Copy the data precisely, character for character, and leave out every picture.

◇ ◇ ◇

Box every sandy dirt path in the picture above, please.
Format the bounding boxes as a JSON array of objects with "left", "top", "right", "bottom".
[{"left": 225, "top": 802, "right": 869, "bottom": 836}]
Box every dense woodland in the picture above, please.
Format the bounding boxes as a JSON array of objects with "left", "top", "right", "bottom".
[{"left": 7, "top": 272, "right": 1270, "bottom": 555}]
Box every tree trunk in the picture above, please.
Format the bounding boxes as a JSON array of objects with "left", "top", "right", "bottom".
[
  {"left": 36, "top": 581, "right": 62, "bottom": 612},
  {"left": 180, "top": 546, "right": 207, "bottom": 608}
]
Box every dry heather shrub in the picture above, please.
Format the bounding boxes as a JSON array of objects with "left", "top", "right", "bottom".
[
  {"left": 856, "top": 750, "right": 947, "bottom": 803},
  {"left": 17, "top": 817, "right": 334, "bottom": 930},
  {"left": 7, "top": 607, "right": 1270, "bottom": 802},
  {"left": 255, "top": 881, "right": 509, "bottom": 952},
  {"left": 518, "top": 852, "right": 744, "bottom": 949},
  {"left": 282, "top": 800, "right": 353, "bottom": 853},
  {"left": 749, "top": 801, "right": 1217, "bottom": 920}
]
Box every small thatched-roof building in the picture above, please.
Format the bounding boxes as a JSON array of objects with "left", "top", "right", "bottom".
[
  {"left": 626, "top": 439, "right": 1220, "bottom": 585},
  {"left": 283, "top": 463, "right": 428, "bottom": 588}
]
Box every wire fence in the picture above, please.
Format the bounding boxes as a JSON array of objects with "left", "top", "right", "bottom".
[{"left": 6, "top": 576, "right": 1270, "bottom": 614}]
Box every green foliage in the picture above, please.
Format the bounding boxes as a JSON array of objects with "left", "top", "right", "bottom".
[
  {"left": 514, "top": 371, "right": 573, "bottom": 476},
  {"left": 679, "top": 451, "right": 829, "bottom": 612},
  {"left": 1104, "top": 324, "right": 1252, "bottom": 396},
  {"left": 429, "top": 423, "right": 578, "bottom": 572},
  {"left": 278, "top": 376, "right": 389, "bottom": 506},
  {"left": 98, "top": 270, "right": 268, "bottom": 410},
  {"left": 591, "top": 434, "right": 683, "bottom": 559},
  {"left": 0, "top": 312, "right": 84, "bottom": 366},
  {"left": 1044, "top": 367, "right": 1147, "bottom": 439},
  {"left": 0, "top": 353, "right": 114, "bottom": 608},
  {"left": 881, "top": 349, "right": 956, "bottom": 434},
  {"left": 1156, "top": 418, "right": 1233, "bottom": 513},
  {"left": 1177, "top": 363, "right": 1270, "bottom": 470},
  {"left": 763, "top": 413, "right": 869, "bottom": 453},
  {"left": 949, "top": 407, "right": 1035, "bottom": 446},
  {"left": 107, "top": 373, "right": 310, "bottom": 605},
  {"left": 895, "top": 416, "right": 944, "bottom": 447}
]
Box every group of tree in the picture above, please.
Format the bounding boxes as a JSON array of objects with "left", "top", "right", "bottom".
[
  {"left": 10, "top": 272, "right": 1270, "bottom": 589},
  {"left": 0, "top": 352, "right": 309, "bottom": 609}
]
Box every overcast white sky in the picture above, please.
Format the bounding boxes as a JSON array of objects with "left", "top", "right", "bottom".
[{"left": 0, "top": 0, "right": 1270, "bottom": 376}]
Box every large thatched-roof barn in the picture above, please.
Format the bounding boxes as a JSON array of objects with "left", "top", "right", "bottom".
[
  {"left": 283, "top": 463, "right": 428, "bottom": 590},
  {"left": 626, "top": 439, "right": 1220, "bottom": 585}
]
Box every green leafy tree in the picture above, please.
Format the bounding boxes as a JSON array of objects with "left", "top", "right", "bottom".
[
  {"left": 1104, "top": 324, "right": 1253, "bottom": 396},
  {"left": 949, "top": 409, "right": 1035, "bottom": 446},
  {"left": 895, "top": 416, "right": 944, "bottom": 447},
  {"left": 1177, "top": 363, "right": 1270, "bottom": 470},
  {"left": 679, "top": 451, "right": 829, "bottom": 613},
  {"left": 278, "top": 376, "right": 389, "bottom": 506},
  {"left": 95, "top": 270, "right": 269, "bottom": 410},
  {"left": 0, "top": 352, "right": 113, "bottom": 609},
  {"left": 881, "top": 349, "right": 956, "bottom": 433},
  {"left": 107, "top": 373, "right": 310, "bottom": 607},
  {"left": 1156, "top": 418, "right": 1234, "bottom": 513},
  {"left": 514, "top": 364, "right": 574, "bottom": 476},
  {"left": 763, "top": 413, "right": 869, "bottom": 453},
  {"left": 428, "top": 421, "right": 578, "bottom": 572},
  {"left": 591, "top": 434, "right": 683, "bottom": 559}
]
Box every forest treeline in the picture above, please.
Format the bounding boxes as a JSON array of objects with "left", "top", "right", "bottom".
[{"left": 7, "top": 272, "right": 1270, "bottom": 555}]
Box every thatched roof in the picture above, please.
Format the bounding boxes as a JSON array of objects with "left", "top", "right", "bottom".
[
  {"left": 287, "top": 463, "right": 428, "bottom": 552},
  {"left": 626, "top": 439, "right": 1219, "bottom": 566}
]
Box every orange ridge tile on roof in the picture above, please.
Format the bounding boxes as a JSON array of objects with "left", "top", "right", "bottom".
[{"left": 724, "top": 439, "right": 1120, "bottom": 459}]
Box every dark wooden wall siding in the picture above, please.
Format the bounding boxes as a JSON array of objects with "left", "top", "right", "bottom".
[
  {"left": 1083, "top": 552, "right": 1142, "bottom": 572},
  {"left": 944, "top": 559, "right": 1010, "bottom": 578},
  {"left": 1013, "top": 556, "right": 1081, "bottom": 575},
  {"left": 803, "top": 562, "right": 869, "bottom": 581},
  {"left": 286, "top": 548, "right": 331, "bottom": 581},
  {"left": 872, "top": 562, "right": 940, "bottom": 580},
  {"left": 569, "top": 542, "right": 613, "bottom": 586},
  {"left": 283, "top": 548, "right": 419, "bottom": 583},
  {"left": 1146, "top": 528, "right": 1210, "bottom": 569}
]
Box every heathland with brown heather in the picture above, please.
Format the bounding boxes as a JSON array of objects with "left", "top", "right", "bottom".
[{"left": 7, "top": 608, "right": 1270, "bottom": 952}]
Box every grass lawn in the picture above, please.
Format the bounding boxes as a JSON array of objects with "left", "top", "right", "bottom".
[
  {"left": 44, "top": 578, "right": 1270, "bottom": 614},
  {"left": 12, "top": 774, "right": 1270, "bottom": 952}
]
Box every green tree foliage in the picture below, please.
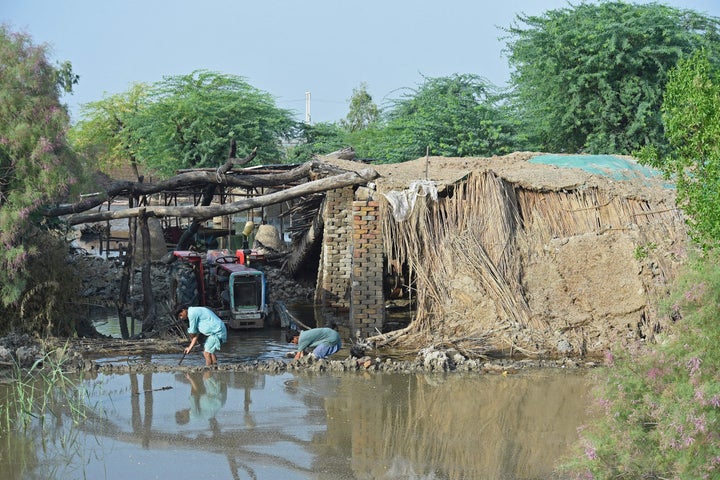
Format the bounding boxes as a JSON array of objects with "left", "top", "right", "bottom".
[
  {"left": 130, "top": 71, "right": 296, "bottom": 174},
  {"left": 566, "top": 255, "right": 720, "bottom": 480},
  {"left": 351, "top": 74, "right": 517, "bottom": 163},
  {"left": 506, "top": 1, "right": 720, "bottom": 154},
  {"left": 0, "top": 26, "right": 81, "bottom": 308},
  {"left": 340, "top": 83, "right": 380, "bottom": 132},
  {"left": 69, "top": 84, "right": 148, "bottom": 176},
  {"left": 288, "top": 123, "right": 347, "bottom": 162},
  {"left": 639, "top": 51, "right": 720, "bottom": 248}
]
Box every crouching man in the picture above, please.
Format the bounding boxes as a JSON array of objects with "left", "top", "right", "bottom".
[
  {"left": 177, "top": 306, "right": 227, "bottom": 366},
  {"left": 286, "top": 327, "right": 342, "bottom": 360}
]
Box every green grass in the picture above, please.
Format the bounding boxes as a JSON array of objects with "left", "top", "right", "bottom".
[{"left": 562, "top": 256, "right": 720, "bottom": 479}]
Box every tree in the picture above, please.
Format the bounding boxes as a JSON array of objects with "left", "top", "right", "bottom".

◇ ◇ ◇

■ Completed exercise ■
Box every sandy dirt path in the picture above, please.
Format the bounding boxes as a JSON array of objects with "left", "top", "right", "bottom".
[{"left": 225, "top": 802, "right": 869, "bottom": 836}]
Box every dense woodland in the picture above, please.
Format the bounding boxes as a JSON array of objects with "left", "top", "right", "bottom".
[{"left": 7, "top": 272, "right": 1270, "bottom": 555}]
Box every tree trunk in the picture above, please.
Format the bounding boxes as a JSON array of objects with "left", "top", "right", "bottom".
[
  {"left": 36, "top": 581, "right": 62, "bottom": 612},
  {"left": 180, "top": 546, "right": 207, "bottom": 608}
]
Box every dry heather shrub in the picture above, please.
Format the bounding boxes as a JSON array of objects with "left", "top", "right", "bottom".
[
  {"left": 856, "top": 750, "right": 947, "bottom": 803},
  {"left": 17, "top": 817, "right": 334, "bottom": 930},
  {"left": 7, "top": 607, "right": 1270, "bottom": 802},
  {"left": 255, "top": 881, "right": 509, "bottom": 952},
  {"left": 518, "top": 852, "right": 744, "bottom": 949},
  {"left": 282, "top": 800, "right": 353, "bottom": 853},
  {"left": 749, "top": 801, "right": 1217, "bottom": 920}
]
Box every small thatched-roof building in the picture above, please.
Format the bounding boxes as a JSON array of objects with "left", "top", "right", "bottom".
[
  {"left": 626, "top": 439, "right": 1220, "bottom": 585},
  {"left": 283, "top": 463, "right": 428, "bottom": 588}
]
Box every wire fence in the picture above, please.
Format the bounding boxes as a JSON array of objects with "left", "top", "right", "bottom".
[{"left": 6, "top": 576, "right": 1270, "bottom": 614}]
Box every green foliage in the picture above, please.
Format the bounding boxes as a JSON array of objects with "left", "top", "right", "bottom".
[
  {"left": 514, "top": 371, "right": 573, "bottom": 476},
  {"left": 679, "top": 451, "right": 829, "bottom": 612},
  {"left": 1104, "top": 324, "right": 1252, "bottom": 396},
  {"left": 429, "top": 423, "right": 578, "bottom": 572},
  {"left": 278, "top": 376, "right": 389, "bottom": 506},
  {"left": 98, "top": 270, "right": 268, "bottom": 410},
  {"left": 591, "top": 434, "right": 683, "bottom": 559},
  {"left": 0, "top": 312, "right": 84, "bottom": 366},
  {"left": 1044, "top": 367, "right": 1147, "bottom": 439},
  {"left": 0, "top": 353, "right": 114, "bottom": 608},
  {"left": 881, "top": 349, "right": 956, "bottom": 434},
  {"left": 1156, "top": 418, "right": 1233, "bottom": 513},
  {"left": 1177, "top": 363, "right": 1270, "bottom": 470},
  {"left": 763, "top": 413, "right": 869, "bottom": 453},
  {"left": 949, "top": 407, "right": 1035, "bottom": 446},
  {"left": 107, "top": 373, "right": 310, "bottom": 605},
  {"left": 895, "top": 416, "right": 944, "bottom": 447}
]
Box every group of tree in the picture above, please.
Format the bounding boxes as a JSON array of objects with "left", "top", "right", "bottom".
[
  {"left": 10, "top": 272, "right": 1270, "bottom": 589},
  {"left": 0, "top": 352, "right": 309, "bottom": 609}
]
Box every overcast white sky in the picture above, please.
Format the bounding boxes as a JSON array of objects with "left", "top", "right", "bottom".
[{"left": 0, "top": 0, "right": 1270, "bottom": 376}]
Box every large thatched-roof barn in the picture above, please.
Format the bounding boxes as a JSON array of objects with "left", "top", "right", "bottom".
[
  {"left": 283, "top": 463, "right": 428, "bottom": 590},
  {"left": 626, "top": 439, "right": 1220, "bottom": 585}
]
Box every green leafy tree in the picture above, please.
Format the bounding boxes as a JSON array of objects with "left", "top", "right", "bottom".
[
  {"left": 1104, "top": 324, "right": 1253, "bottom": 396},
  {"left": 949, "top": 409, "right": 1035, "bottom": 446},
  {"left": 895, "top": 416, "right": 944, "bottom": 447},
  {"left": 1177, "top": 363, "right": 1270, "bottom": 470},
  {"left": 679, "top": 451, "right": 829, "bottom": 613},
  {"left": 278, "top": 376, "right": 389, "bottom": 506},
  {"left": 95, "top": 270, "right": 269, "bottom": 410},
  {"left": 0, "top": 352, "right": 113, "bottom": 609},
  {"left": 881, "top": 349, "right": 956, "bottom": 433},
  {"left": 107, "top": 373, "right": 310, "bottom": 607},
  {"left": 1156, "top": 418, "right": 1234, "bottom": 513},
  {"left": 514, "top": 364, "right": 574, "bottom": 476},
  {"left": 763, "top": 413, "right": 869, "bottom": 453},
  {"left": 428, "top": 421, "right": 578, "bottom": 572},
  {"left": 591, "top": 434, "right": 683, "bottom": 559}
]
Box every forest treeline in the picture above, please.
Format the bounding boxes as a JSON array of objects with "left", "top", "right", "bottom".
[{"left": 7, "top": 272, "right": 1270, "bottom": 555}]
Box every thatched roof in the picture above, please.
Format the bounding boxes as a JSON array of objects with "left", "top", "right", "bottom".
[
  {"left": 287, "top": 463, "right": 428, "bottom": 552},
  {"left": 626, "top": 439, "right": 1219, "bottom": 566}
]
Box every orange ridge tile on roof in the picture above, please.
Format the bounding boxes as a JSON array of objects with "left", "top", "right", "bottom".
[{"left": 724, "top": 439, "right": 1120, "bottom": 459}]
Box every dark wooden wall siding in the picture above, please.
Format the bounding boxes as a JSON array of objects with "left", "top", "right", "bottom".
[
  {"left": 1083, "top": 552, "right": 1142, "bottom": 572},
  {"left": 944, "top": 559, "right": 1010, "bottom": 578},
  {"left": 1013, "top": 556, "right": 1081, "bottom": 575},
  {"left": 803, "top": 562, "right": 869, "bottom": 581},
  {"left": 286, "top": 548, "right": 331, "bottom": 581},
  {"left": 872, "top": 562, "right": 940, "bottom": 580},
  {"left": 569, "top": 542, "right": 613, "bottom": 586},
  {"left": 283, "top": 548, "right": 419, "bottom": 583},
  {"left": 1146, "top": 528, "right": 1210, "bottom": 569}
]
Box every heathland with brown heather in the picture above, please.
Format the bounding boxes as a JSON array of objects with "left", "top", "right", "bottom".
[{"left": 7, "top": 608, "right": 1270, "bottom": 952}]
Box every grass lawn in the picture above, please.
Format the bounding boxes as a JSON array of objects with "left", "top", "right", "bottom".
[
  {"left": 44, "top": 578, "right": 1270, "bottom": 614},
  {"left": 12, "top": 774, "right": 1270, "bottom": 952}
]
Box every green tree foliage in the picture below, please.
Format the bounding boxes as a JSON array of objects with "left", "top", "right", "bottom".
[
  {"left": 130, "top": 71, "right": 296, "bottom": 174},
  {"left": 566, "top": 255, "right": 720, "bottom": 480},
  {"left": 351, "top": 74, "right": 517, "bottom": 163},
  {"left": 506, "top": 1, "right": 720, "bottom": 154},
  {"left": 0, "top": 26, "right": 81, "bottom": 308},
  {"left": 340, "top": 83, "right": 380, "bottom": 132},
  {"left": 69, "top": 84, "right": 148, "bottom": 176},
  {"left": 288, "top": 123, "right": 347, "bottom": 162},
  {"left": 639, "top": 51, "right": 720, "bottom": 248}
]
Box every crouching man in the picture above, please.
Format the bounding boxes as a JSON array of objects with "left", "top", "right", "bottom".
[
  {"left": 177, "top": 306, "right": 227, "bottom": 366},
  {"left": 286, "top": 327, "right": 342, "bottom": 360}
]
Box every green grass in the picture above, please.
Format the bounding boxes as a JSON array of objects with "left", "top", "right", "bottom".
[{"left": 562, "top": 256, "right": 720, "bottom": 479}]
Box every tree in the picture above, please.
Format the bounding boxes as a JSON array of objects with "left", "top", "right", "bottom".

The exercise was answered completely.